══ Extracted entries

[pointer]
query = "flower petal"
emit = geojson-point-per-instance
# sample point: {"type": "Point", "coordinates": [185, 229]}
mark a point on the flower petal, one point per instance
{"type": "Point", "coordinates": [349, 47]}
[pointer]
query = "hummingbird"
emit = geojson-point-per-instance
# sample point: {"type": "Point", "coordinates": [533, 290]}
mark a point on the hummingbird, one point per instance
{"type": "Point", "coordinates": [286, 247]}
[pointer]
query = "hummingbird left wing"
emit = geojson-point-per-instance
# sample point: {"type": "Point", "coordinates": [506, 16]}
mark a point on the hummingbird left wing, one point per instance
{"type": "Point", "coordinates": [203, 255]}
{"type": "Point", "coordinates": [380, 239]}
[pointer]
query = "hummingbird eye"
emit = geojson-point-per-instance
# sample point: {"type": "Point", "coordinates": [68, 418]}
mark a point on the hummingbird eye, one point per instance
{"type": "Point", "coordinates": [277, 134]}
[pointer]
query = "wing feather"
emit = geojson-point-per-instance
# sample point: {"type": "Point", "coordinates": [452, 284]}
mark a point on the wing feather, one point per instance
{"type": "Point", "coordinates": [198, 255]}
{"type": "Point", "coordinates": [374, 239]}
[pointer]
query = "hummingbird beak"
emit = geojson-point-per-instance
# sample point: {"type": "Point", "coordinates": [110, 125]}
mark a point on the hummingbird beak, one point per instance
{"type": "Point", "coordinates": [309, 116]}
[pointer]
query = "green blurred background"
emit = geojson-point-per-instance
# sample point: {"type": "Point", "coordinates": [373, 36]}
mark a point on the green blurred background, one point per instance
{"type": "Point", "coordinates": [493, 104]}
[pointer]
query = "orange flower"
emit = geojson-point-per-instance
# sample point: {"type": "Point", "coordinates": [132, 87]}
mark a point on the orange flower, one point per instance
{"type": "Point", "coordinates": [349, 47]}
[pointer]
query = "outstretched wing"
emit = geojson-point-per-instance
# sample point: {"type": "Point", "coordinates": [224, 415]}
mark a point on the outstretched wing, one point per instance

════

Copy every record above exactly as it appears.

** Solution to this exercise **
[pointer]
query = "flower petal"
emit = geojson-point-per-instance
# sample point: {"type": "Point", "coordinates": [185, 229]}
mark a point on the flower petal, one point per instance
{"type": "Point", "coordinates": [349, 47]}
[pointer]
query = "hummingbird"
emit = geojson-point-per-instance
# sample point: {"type": "Point", "coordinates": [533, 290]}
mark a point on the hummingbird, one point per instance
{"type": "Point", "coordinates": [286, 247]}
[pointer]
query = "hummingbird left wing"
emit = geojson-point-per-instance
# sample point: {"type": "Point", "coordinates": [506, 16]}
mark a point on the hummingbird left wing, one point per instance
{"type": "Point", "coordinates": [203, 255]}
{"type": "Point", "coordinates": [380, 239]}
[pointer]
query = "hummingbird eye"
emit = geojson-point-per-instance
# sample point: {"type": "Point", "coordinates": [68, 418]}
mark a point on the hummingbird eye, one point per instance
{"type": "Point", "coordinates": [277, 134]}
[pointer]
query = "wing feather"
emit = geojson-point-per-instance
# sample point: {"type": "Point", "coordinates": [452, 284]}
mark a point on the wing feather, one point per instance
{"type": "Point", "coordinates": [198, 255]}
{"type": "Point", "coordinates": [374, 239]}
[pointer]
query = "hummingbird beak"
emit = geojson-point-per-instance
# sample point: {"type": "Point", "coordinates": [110, 125]}
mark a point on the hummingbird beak, one point per instance
{"type": "Point", "coordinates": [309, 116]}
[pointer]
query = "green blurred background"
emit = geojson-point-per-instance
# sample point: {"type": "Point", "coordinates": [373, 36]}
mark a point on the green blurred background, one point per instance
{"type": "Point", "coordinates": [493, 104]}
[pointer]
query = "orange flower"
emit = geojson-point-per-instance
# sample point: {"type": "Point", "coordinates": [132, 87]}
mark a point on the orange flower, one point per instance
{"type": "Point", "coordinates": [349, 47]}
[pointer]
query = "outstretched wing"
emit = geojson-point-per-instance
# sample point: {"type": "Point", "coordinates": [224, 415]}
mark a point on the outstretched wing, one point per instance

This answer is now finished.